しかし、既存の設備に水素を混ぜることは簡単なことなのだろうか? 混合、燃焼、水素の性質と挙動。それらに起因するLNGとは異なる条件があるはずだ。谷村が実現した水素混焼技術とはどのようなものなのだろうか。技術的ブレークスルーは? そしてその次の一手は? ここで、谷村の、水素との戦いの軌跡を見てみよう。

2. 水素30%混焼の成功が、水素社会への大きな扉を開く


燃えやすい水素と、「逆火」との戦い

原子番号1。だれもが最初に覚え、もっとも軽い元素である水素。燃えるときに出るのは水だけ、というクリーンさ。だが、クリーンであるという利点とは裏腹に、扱いにくい物質でもある。激しく燃えることから、爆発のイメージがつきまとう。燃焼性が高く静電気程度のエネルギーが加わると着火する、燃焼範囲も広い。燃焼性が高い水素ならではの難しさがあるというわけだ。そのため、水素30%混焼を実現するためには、技術者は多くの課題をクリアしなければならない。

作業内容:
次の(a)〜(c)が本文の内容と合っているかを、それぞれ「はい」か「いいえ」で答え、判断の決め手となる本文の語句を一字も変えずに引用してください。(a) 水素が燃えるときに出るのは水だけである。(b) 水素は燃焼範囲が狭い。(c) 水素は静電気程度のエネルギーでは着火しない。

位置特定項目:

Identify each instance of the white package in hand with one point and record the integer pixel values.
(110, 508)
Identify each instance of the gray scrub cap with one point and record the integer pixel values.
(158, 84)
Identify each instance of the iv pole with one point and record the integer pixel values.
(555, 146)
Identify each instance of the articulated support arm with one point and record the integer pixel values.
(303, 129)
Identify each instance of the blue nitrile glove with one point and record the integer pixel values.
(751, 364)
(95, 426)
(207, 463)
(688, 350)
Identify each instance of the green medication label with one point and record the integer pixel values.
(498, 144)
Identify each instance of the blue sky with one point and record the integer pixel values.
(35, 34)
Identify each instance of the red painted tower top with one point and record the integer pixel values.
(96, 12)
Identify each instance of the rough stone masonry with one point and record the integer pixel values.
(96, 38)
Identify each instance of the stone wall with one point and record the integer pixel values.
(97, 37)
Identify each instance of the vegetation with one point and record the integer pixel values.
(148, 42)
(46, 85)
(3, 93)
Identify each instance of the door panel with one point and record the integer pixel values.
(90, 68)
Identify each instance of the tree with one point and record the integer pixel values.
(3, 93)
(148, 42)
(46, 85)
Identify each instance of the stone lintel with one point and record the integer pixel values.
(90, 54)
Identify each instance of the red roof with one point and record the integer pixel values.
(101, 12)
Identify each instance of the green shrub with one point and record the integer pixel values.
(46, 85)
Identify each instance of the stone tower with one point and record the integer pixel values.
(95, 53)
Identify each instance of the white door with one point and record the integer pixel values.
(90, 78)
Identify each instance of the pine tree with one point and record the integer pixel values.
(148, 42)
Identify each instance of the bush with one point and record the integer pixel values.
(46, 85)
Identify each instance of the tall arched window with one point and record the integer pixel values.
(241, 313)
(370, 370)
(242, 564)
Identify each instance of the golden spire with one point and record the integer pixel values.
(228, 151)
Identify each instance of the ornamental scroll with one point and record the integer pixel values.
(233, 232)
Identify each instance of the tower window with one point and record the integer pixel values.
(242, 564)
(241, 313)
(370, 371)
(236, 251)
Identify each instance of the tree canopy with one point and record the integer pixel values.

想定解答:
(a) はい。「燃えるときに出るのは水だけ」
(b) いいえ。「燃焼範囲も広い」
(c) いいえ。「静電気程度のエネルギーが加わると着火する」